Document section section start

By Noam N. Levey

Tribune Washington Bureau

WASHINGTON — Donald Trump and his congressional allies are making big plans to repeal the Affordable Care Act and make over other government health programs.

But the president-elect appears to have downgraded plans to act aggressively to control rising drug prices — an early victory for the pharmaceutical industry and another illustration of the influence of lobbyists on the new Trump administration, despite Trump’s promise to “drain the swamp” of special interests.

Trump, who once made the cost of pharmaceuticals a central part of his campaign health care pitch, hasn’t mentioned the subject since the election, even though the issue is consistently cited as the top health care problem Americans want fixed.

And Trump’s transition health care agenda makes no mention of drug prices, though it lists six other health care priorities, including restricting abortion, speeding federal approval of new drugs and restructuring Medicare and Medicaid.

Document section section end

▸ Study questions:
• A. Answer these about the news article on Trump and drug prices:
(i) According to the article, how is the issue of drug prices consistently cited by Americans?
(ii) How many other health care priorities does Trump's transition agenda list?
(iii) What does the article call the downgrading of plans on drug prices, from the pharmaceutical industry's side?
• B. Pick up the news article on Trump and drug prices after its final sentence and keep writing it.

Dataset records section start

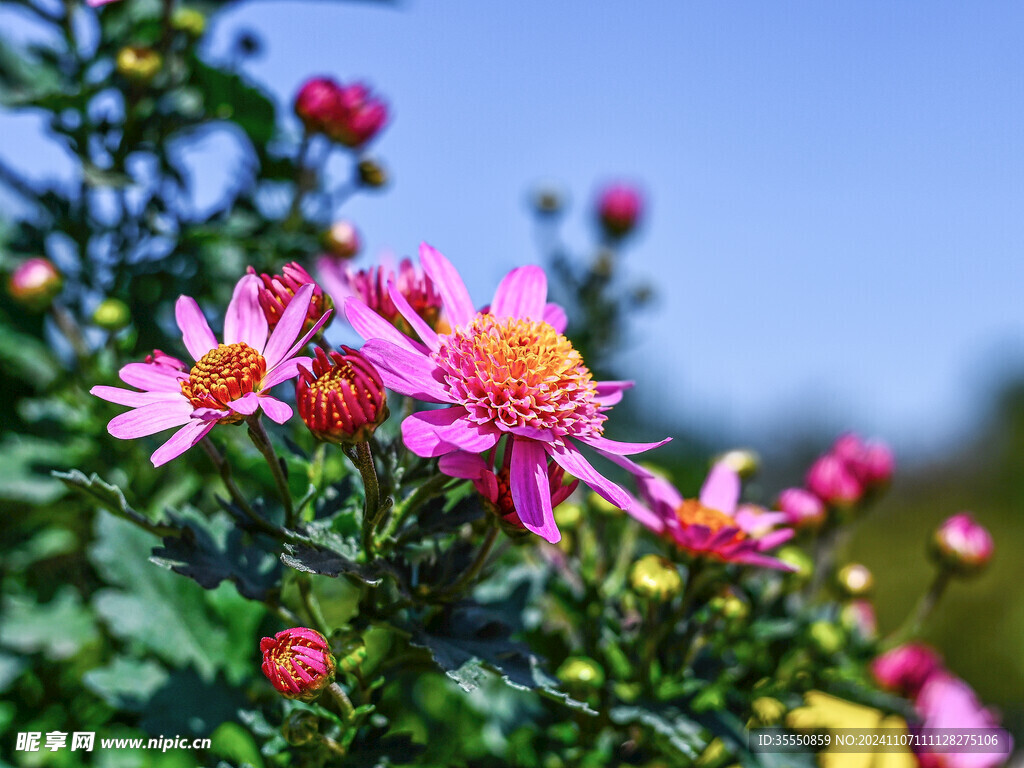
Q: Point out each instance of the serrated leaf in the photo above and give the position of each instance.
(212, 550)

Dataset records section end
Dataset records section start

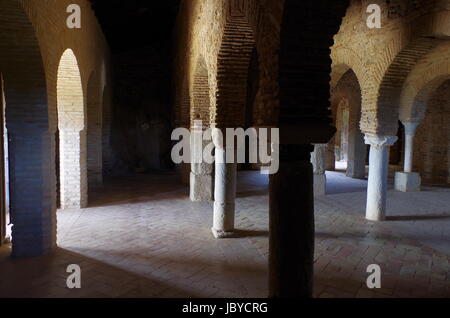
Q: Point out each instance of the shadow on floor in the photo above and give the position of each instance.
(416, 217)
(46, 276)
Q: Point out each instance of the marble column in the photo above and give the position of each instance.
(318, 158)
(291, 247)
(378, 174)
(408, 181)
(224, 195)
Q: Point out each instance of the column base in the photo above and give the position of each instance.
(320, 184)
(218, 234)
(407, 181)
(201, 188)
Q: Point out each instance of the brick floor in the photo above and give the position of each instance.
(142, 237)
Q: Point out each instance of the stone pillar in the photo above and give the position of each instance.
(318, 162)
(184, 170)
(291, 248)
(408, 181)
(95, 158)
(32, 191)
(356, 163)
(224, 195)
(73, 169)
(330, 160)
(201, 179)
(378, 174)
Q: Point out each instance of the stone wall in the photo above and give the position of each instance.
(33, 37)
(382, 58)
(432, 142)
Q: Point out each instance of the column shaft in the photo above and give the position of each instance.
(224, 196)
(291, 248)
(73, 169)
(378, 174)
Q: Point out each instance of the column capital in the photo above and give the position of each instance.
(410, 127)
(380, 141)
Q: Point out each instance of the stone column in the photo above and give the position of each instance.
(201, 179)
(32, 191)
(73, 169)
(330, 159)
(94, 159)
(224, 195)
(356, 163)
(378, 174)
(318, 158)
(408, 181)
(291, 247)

Dataset records section end

▸ Answers for the exercise:
• A.
(i) As the top health care problem Americans want fixed.
(ii) Six.
(iii) An early victory for the pharmaceutical industry.

• B.
“One of the major issues that Americans say they are concerned about is high health care costs, and a key part of that is prescription drugs. It’s a pocketbook issue,” said Nancy LeaMond, executive vice president of AARP.

The Trump transition team did not respond to questions about the new administration’s prescription-drug agenda. But the drug industry’s allies, including lobbyists and senior elected officials who have received hundreds of thousands of dollars in industry money, are taking important roles in the transition and in work on the 2017 agenda.

Vice President-elect Mike Pence’s political career, for example, has long been supported by pharmaceutical giant Eli Lilly, which is based in his home state of Indiana. The drugmaker, through its political action committee and employees, is Pence’s third-largest all-time political contributor, according to the independent Center for Responsive Politics.

Pence is leading the Trump transition. Other key figures in Trump’s circle of advisers have included a former executive at drugmakers Pfizer and Celgene and the chairman of Williams & Jensen, a Washington lobbying firm. According to federal reports, Williams and Jensen’s clients in recent years have included 11 of the world’s largest drugmakers, including Pfizer, Novartis, AstraZeneca, Merck and Bayer.

In contrast to his silence on drug prices, Trump displayed little hesitation blasting them when he was campaigning.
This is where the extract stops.